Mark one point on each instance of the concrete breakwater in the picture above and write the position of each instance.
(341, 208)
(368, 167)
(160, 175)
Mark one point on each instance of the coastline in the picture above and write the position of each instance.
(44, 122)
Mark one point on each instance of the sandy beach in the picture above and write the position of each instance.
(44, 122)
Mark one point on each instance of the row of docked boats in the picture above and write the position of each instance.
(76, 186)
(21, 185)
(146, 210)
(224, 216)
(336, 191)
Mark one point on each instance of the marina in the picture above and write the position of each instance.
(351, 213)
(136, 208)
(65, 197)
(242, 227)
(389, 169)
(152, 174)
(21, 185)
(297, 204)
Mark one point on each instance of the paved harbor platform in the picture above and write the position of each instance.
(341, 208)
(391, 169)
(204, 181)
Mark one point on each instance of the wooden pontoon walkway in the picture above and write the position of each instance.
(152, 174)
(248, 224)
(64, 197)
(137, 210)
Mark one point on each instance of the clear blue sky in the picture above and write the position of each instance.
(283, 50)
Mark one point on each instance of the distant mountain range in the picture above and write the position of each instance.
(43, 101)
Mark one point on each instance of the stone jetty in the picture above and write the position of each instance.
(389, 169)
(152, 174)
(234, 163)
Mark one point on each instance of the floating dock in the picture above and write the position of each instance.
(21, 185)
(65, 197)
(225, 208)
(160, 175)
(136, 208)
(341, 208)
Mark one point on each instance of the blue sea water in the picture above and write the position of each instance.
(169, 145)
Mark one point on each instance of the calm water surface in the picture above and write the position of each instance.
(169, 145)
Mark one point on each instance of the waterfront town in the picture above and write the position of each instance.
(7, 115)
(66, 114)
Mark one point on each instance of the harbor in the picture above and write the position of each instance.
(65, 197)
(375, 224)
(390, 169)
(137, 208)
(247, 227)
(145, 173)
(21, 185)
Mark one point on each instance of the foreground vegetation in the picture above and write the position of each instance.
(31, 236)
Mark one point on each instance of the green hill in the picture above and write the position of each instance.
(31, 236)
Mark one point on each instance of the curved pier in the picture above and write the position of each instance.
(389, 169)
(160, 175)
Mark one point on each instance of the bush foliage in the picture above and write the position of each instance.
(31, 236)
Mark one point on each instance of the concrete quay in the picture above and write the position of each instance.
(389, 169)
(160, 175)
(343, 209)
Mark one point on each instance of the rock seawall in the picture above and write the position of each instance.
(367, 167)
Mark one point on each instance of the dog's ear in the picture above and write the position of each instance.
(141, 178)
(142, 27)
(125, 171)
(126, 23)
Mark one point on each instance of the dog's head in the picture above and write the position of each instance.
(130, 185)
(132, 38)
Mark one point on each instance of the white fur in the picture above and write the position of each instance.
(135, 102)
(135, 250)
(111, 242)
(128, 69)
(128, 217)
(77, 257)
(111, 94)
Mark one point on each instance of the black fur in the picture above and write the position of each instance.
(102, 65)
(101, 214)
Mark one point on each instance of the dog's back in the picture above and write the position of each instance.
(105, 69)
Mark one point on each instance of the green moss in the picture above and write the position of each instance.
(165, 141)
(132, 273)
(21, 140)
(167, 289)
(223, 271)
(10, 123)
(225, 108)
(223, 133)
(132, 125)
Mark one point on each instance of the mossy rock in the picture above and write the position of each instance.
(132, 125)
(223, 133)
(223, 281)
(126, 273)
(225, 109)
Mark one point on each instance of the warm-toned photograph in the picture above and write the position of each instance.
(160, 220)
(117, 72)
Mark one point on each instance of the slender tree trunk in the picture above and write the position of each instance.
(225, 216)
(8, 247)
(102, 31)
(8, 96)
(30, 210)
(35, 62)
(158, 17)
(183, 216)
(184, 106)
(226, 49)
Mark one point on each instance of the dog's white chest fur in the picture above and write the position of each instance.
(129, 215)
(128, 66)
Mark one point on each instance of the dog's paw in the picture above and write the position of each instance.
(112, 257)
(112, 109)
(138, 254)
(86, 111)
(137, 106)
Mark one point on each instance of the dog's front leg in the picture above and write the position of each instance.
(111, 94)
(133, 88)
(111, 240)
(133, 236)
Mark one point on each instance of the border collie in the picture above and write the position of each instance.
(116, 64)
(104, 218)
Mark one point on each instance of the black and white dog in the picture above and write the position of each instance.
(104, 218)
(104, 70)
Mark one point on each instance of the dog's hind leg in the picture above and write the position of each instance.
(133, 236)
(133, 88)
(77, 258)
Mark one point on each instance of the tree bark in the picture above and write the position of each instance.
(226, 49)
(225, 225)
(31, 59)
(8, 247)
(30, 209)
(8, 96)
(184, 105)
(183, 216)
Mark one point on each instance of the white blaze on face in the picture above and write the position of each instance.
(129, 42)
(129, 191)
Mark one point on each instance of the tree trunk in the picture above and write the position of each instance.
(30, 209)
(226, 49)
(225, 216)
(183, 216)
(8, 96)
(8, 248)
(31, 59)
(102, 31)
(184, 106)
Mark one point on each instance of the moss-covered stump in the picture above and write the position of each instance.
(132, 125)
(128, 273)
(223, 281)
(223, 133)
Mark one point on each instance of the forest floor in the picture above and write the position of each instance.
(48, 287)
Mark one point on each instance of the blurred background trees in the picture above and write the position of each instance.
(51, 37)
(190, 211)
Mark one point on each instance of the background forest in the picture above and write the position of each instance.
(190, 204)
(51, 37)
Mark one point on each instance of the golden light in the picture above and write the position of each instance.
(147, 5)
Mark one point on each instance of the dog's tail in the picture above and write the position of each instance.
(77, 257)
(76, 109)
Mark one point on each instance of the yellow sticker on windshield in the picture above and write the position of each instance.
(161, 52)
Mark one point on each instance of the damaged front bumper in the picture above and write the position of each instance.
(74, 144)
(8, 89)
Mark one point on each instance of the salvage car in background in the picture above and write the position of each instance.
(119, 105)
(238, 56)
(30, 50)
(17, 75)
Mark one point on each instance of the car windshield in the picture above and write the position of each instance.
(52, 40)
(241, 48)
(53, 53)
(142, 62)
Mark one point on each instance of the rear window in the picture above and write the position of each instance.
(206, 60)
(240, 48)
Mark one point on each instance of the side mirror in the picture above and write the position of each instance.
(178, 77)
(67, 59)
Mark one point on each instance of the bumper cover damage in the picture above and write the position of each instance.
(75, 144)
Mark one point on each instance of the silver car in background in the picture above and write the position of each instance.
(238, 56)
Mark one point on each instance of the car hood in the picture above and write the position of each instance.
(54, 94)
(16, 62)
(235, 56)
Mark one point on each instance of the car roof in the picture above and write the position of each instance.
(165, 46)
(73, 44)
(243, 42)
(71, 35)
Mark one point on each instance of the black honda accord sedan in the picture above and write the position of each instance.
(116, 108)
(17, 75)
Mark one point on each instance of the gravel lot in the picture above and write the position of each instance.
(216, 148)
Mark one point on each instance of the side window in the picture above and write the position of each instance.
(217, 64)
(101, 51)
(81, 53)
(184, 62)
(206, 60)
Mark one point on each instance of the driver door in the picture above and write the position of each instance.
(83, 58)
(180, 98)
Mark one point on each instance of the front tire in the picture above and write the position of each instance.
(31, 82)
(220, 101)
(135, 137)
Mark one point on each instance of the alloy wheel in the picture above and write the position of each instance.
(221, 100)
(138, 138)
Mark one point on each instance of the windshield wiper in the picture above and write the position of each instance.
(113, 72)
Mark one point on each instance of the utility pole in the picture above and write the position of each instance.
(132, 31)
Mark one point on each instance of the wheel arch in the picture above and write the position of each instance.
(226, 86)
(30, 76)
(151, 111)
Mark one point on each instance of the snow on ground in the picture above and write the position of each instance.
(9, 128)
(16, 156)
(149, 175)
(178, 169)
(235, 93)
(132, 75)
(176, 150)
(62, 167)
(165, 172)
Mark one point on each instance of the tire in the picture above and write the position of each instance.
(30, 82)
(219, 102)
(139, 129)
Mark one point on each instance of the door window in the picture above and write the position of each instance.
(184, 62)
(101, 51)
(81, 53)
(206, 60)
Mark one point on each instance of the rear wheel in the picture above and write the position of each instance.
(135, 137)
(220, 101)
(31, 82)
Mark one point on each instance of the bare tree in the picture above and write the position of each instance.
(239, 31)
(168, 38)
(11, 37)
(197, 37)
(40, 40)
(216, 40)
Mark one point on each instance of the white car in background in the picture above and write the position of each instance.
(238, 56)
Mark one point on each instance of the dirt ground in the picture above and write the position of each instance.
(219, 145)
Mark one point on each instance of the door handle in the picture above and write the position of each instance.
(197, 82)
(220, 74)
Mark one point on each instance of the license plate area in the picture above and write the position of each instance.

----------------------------------------

Direction => Output exactly the lines between the one containing "Mark one point on each instance of the rear wheel" and the final line above, both inclusive.

Solution =>
Mark one point on each instance of the rear wheel in the picture above and write the position of each instance.
(135, 137)
(220, 101)
(31, 82)
Mark one point on each instance of the bare tree in the picture above and write the position of each instance.
(239, 31)
(168, 38)
(11, 37)
(197, 37)
(40, 40)
(216, 40)
Mark one point on each instance of the white car in background in the picture above and write the position of each instance.
(238, 56)
Mark one point on each instance of the dirt ground in the picture above and write the position of each instance.
(219, 145)
Mark one point on each instance of the door handle in the picture above and write the position of each instance.
(197, 82)
(220, 74)
Mark one point on each instance of the license plate area in the picture above and write the position of each instance.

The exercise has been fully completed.